What is the physiology of breast milk production and secretion, and what factors affect it?

Physiology of Breast Milk Production and Secretion

Breast milk production is initiated by the withdrawal of progesterone after placental delivery, maintained by prolactin secretion from the pituitary gland in response to infant suckling, and ejected through oxytocin-mediated contraction of myoepithelial cells. 1, 2, 3

Hormonal Control of Lactation

Initiation Phase (Lactogenesis)

• Insulin and glucocorticoids (particularly hydrocortisone) are essential for lactation initiation, working alongside prolactin as the principal lactogenic hormone 1
• Milk synthesis begins during the second half of pregnancy, supported by prolactin and cortisol, which directly act on enzyme activities and differentiation processes of alveolar cells 4
• The sudden surge in milk secretion after delivery results from the rapid decline in progesterone levels following placental expulsion 4, 2
• Mothers typically experience copious milk production (lactogenesis II) by the third to fourth day after delivery 5

Maintenance Phase (Galactopoiesis)

• Frequent and intensive suckling is the critical factor maintaining postpartum lactation 4, 3
• Suckling stimulates both oxytocin release (for milk ejection) and prolactin secretion (for continued milk production) 4, 3
• Oxytocin is released in a pulsatile pattern early postpartum (5 pulses per 10 minutes), which coalesces into a more sustained rise as lactation progresses 3
• The number of oxytocin pulses during early breastfeeding correlates with greater milk yield and longer lactation duration 3

Milk Ejection Reflex

• Suckling triggers a neuroendocrine reflex that releases oxytocin from the posterior pituitary 4
• Oxytocin induces contraction of myoepithelial cells surrounding the alveoli, increasing intramammary pressure and expelling milk 4, 6
• This oxytocin release is immediate and short-lasting (approximately 20 minutes) 3

Stages of Milk Composition

Colostrum (Days 1-6)

▶ [WHAT YOU ARE ASKED TO DO]
According to the breast milk text, about how long does the oxytocin release triggered by suckling last? The lines come from a source separate from the breast milk text.

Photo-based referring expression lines
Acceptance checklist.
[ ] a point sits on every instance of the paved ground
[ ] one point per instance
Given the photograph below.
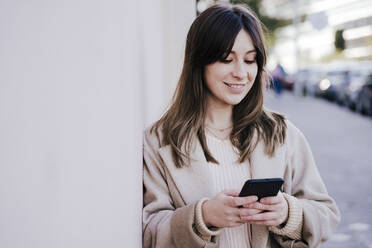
(341, 142)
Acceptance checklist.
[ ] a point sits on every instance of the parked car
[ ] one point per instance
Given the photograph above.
(358, 77)
(315, 76)
(364, 101)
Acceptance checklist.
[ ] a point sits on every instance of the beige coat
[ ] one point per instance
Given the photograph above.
(170, 194)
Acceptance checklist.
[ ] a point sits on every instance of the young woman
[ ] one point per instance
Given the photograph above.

▶ [OUTPUT BELOW]
Approximately 20 minutes.